** Selected passage **

#####

By the
time of the 2002-2003 preparations for “modalities” the discussions have separated into five headings: export subsidies; export credit, guarantees and insurance; food aid; exporting
state trading enterprises; and export restrictions and taxes. Within each heading, are a list of subheadings such as: general comments; scope/definitions/product coverage; stages/timetables; transparency and notification; and so on.
Special and differential treatment for developing countries and non-trade concerns are discussed under all of them, although members differ as to whether the Doha declaration treats these as equals or whether non-trade concerns have a lesser priority.
Who can subsidize exports?
25 WTO members can subsidize exports, but only for products on which they have commitments to reduce the subsidies. Those without commitments cannot subsidize agricultural exports at all. Some among the 25 have decided to greatly reduce their subsidies or drop them completely. In brackets are the numbers of products involved for each country.
Australia (5)
Brazil (16)
Bulgaria (44)
Canada (11)
Colombia (18)
Cyprus (9)
Czech Rep (16)
EU (20)
Hungary (16) |
Iceland (2)
Indonesia (1)
Israel (6)
Mexico (5)
New Zealand (1)
Norway (11)
Panama (1)
Poland (17) |
Romania (13)
Slovak Rep (17)
S Africa (62)
Switzerland-
Liechtenstein (5)
Turkey (44)
United States (13)
Uruguay (3)
Venezuela (72) |
The agreement includes certain temporary exemptions for developing countries, allowing them to subsidize marketing, cost reduction and transport (Art 9.4)
For more details, see WTO Secretariat background paper “Export subsidies” TN/AG/S/8. |
Phase 1 back to top
In this phase, some countries are proposing the total elimination of all forms of export subsidies, in some cases with deep reductions right at the start of the next period as a “downpayment”. Others are prepared to negotiate further progressive reductions without going so far as the subsidies’ complete elimination, and without any “downpayment”.
Many (but not all) developing countries argue that their domestic producers are handicapped if they have to face imports whose prices are depressed because of export subsidies, or if they face greater competition in their export markets for the same reason. This group includes countries that are net food importers and also want help to adjust if world prices rise as a result of the negotiations.
In addition, many countries would like to extend and improve the rules for preventing governments getting around (“circumventing”) their commitments on export subsidies
— including the use of state trading enterprises, food aid and subsidized export credits.
Some countries, such as India, propose additional flexibility for developing countries to allow subsidies on some products to increase when subsidies on other products are reduced.
Several developing countries complain that the rules are unequal. They object in particular to the fact that developed countries are allowed to continue to spend large amounts on export subsidies while developing countries cannot because they lack the funds, and because only those countries that originally subsidized exports were allowed to continue subsidizing
— albeit at reduced levels. One group of developing countries compares the effect of various types of export subsidies with “dumping” that harms their farmers.

#####

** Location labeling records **

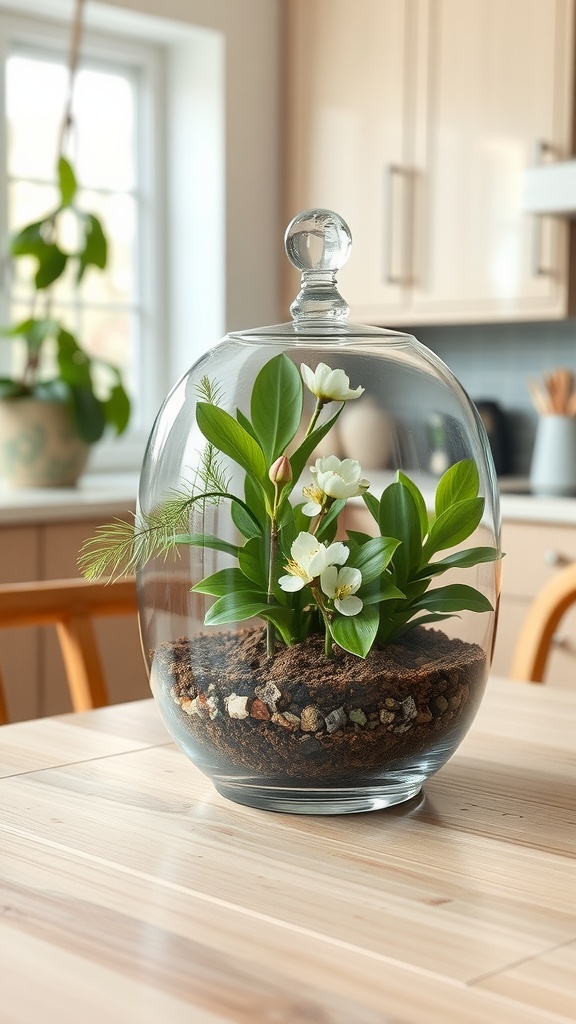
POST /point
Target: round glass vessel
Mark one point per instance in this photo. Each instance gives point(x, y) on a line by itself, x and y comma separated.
point(321, 613)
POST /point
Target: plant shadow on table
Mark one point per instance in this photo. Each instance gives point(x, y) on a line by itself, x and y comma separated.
point(527, 807)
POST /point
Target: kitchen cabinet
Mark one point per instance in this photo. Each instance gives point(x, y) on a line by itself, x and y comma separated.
point(416, 120)
point(30, 657)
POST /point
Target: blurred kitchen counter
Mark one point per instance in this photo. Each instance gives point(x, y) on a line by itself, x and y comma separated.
point(97, 496)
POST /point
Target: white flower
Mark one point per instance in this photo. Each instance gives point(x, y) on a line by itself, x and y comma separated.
point(340, 586)
point(327, 384)
point(339, 478)
point(310, 559)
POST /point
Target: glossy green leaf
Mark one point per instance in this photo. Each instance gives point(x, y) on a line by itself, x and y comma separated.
point(300, 457)
point(252, 558)
point(94, 252)
point(236, 606)
point(399, 518)
point(230, 437)
point(356, 633)
point(373, 556)
point(457, 597)
point(453, 526)
point(459, 483)
point(380, 590)
point(224, 582)
point(276, 406)
point(461, 560)
point(67, 181)
point(373, 506)
point(418, 501)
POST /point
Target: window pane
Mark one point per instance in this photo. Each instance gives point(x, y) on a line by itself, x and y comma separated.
point(104, 110)
point(35, 102)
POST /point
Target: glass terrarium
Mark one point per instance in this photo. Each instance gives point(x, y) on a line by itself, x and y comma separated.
point(318, 542)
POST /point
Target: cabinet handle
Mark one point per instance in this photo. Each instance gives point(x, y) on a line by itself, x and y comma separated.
point(541, 148)
point(393, 171)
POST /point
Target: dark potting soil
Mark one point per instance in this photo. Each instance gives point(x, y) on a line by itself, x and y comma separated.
point(314, 719)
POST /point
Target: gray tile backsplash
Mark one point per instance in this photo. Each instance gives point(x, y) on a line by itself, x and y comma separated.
point(495, 360)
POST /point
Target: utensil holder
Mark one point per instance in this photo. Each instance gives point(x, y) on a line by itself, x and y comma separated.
point(553, 460)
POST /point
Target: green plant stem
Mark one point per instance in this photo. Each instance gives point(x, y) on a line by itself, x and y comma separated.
point(319, 407)
point(271, 638)
point(326, 616)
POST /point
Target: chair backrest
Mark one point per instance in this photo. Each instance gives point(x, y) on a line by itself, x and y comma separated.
point(533, 644)
point(71, 605)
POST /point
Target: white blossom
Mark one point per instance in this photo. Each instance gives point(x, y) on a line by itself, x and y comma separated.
point(328, 384)
point(310, 559)
point(333, 478)
point(340, 586)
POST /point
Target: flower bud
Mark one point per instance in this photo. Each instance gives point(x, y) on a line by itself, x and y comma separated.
point(281, 471)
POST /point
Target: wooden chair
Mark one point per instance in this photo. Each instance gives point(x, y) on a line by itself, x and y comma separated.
point(71, 605)
point(529, 662)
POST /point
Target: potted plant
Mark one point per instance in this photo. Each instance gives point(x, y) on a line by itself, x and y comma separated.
point(303, 663)
point(51, 410)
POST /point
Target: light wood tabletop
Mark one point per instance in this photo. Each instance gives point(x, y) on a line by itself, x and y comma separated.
point(132, 892)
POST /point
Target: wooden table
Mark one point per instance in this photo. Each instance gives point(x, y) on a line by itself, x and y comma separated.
point(132, 892)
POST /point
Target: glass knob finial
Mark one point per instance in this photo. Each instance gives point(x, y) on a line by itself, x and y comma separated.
point(318, 240)
point(318, 243)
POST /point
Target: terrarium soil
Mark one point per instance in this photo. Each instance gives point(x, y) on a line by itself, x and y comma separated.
point(314, 720)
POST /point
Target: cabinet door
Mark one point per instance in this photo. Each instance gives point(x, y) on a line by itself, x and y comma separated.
point(494, 92)
point(118, 637)
point(347, 107)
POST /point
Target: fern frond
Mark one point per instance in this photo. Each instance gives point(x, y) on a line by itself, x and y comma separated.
point(121, 548)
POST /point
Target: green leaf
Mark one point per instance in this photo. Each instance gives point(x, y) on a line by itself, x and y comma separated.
point(380, 590)
point(459, 483)
point(457, 597)
point(399, 518)
point(67, 181)
point(277, 406)
point(205, 541)
point(117, 409)
point(373, 556)
point(245, 422)
point(11, 389)
point(235, 607)
point(356, 633)
point(88, 414)
point(29, 240)
point(453, 526)
point(223, 582)
point(299, 458)
point(461, 560)
point(244, 522)
point(51, 264)
point(372, 504)
point(74, 365)
point(418, 501)
point(222, 430)
point(94, 252)
point(252, 558)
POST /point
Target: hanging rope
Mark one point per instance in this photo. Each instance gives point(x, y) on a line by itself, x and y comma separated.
point(74, 53)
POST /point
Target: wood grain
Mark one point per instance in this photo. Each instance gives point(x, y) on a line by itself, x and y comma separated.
point(133, 885)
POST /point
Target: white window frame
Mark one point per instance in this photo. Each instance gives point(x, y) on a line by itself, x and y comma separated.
point(147, 61)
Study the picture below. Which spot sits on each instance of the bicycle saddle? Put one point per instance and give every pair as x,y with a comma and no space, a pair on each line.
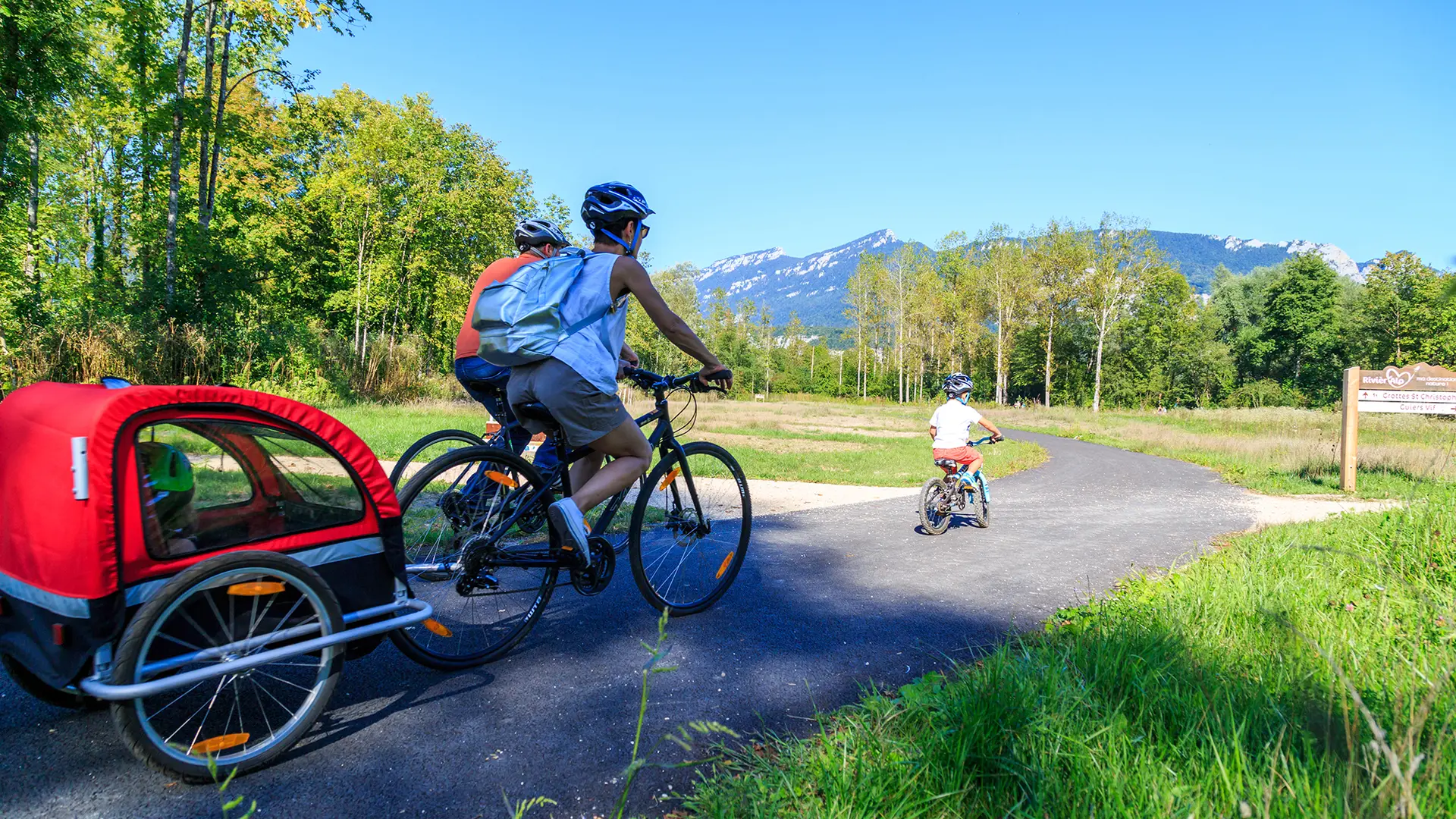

#####

** What you need to do **
1. In the passage on WTO export subsidy negotiations, reproduce the text starting with "25 WTO members" and going on through "Bulgaria (44)".
2. Using the passage on WTO export subsidy negotiations, decide whether each statement below agrees with it. Answer yes or no for each, and quote the words of the passage that settle it.
(a) WTO members without reduction commitments may still subsidize agricultural exports at a low level.
(b) India is given as an example of a country proposing additional flexibility for developing countries.
(c) By the 2002-2003 preparations for "modalities," the discussions had separated into five headings.
3. Write the next part of the passage on WTO export subsidy negotiations, starting after its final sentence.

** Final answers **
1.
25 WTO members can subsidize exports, but only for products on which they have commitments to reduce the subsidies. Those without commitments cannot subsidize agricultural exports at all. Some among the 25 have decided to greatly reduce their subsidies or drop them completely. In brackets are the numbers of products involved for each country.
Australia (5)
Brazil (16)
Bulgaria (44)

2.
(a) No: "Those without commitments cannot subsidize agricultural exports at all."
(b) Yes: "Some countries, such as India, propose additional flexibility for developing countries"
(c) Yes: "the discussions have separated into five headings"

3.
As a result of all of these concerns, some proposals envisage sharply different terms for developing countries. ASEAN and India, for example, propose scrapping all developed countries’ export subsidies while allowing developing countries to subsidize for specific purposes such a marketing. Some developing countries say they should be allowed to retain high tariff barriers or to adjust their current tariff limits, in order to protect their farmers
— unless export subsidies in rich countries are substantially reduced. Some other developing countries counter that the barriers would also hurt developing countries that want to export to fellow-developing countries.
Proposals containing positions on export subsides and competition
submitted in Phase 1
(see also proposals on developing countries and on
non-trade concerns)
- Cairns Group: export competition G/AG/NG/W/11
-
11 developing countries
: special and differential treatment and a development box G/AG/NG/W/13
-
US: a comprehensive proposal G/AG/NG/W/15
- EU: export competition (focusing on credit, food aid, and state trading enterprises) G/AG/NG/W/34
- ASEAN: special and differential treatment for developing countries in world agricultural trade G/AG/NG/W/55
- EU: comprehensive negotiating proposal G/AG/NG/W/90
- Japan: proposal G/AG/NG/W/91
- Switzerland: proposal G/AG/NG/W/94
- Mauritius: proposal G/AG/NG/W/96
- Rep of Korea: proposal G/AG/NG/W/98
- Mali: proposal G/AG/NG/W/99
- Norway: proposal G/AG/NG/W/101
- India: proposal G/AG/NG/W/102
- Poland: proposal G/AG/NG/W/103
- “MERCOSUR+”: state trading enterprises G/AG/NG/W/104 + Corrigendum
- Morocco: proposal G/AG/NG/W/105
- Turkey: proposal G/AG/NG/W/106 + Corrigendum
- Egypt: proposal G/AG/NG/W/107 + Revision
- Nigeria: proposal G/AG/NG/W/130
- Congo, Dem Rep: proposal G/AG/NG/W/135
- Kenya: proposal G/AG/NG/W/136
- Senegal: preliminary positions G/AG/NG/W/137
- Mexico: proposal G/AG/NG/W/138
- MERCOSUR, Bolivia, Chile, Costa Rica, Guatemala, India,
Malaysia: export credits G/AG/NG/W/139
- Jordan: proposal G/AG/NG/W/140
- African Group: joint proposal G/AG/NG/W/142
- Namibia: proposal G/AG/NG/W/143
- A group of Latin American countries in MERCOSUR and the Cairns Group
also submitted a discussion paper on export subsidies: G/AG/NG/W/38 + Corrigendum.
- Croatia included export subsidies in its discussion paper G/AG/NG/W/141
Export subsidies: Phase 2 back to top
In Phase 1, the discussion on export subsidies and competition spans several subheadings. After that, as the talks go into greater detail, these are separated.
On export subsidies, one proposal in Phase 2 involves a 50% reduction as an immediate downpayment, followed by eliminating subsidies completely in three years (for developed countries) or six years (for developing countries)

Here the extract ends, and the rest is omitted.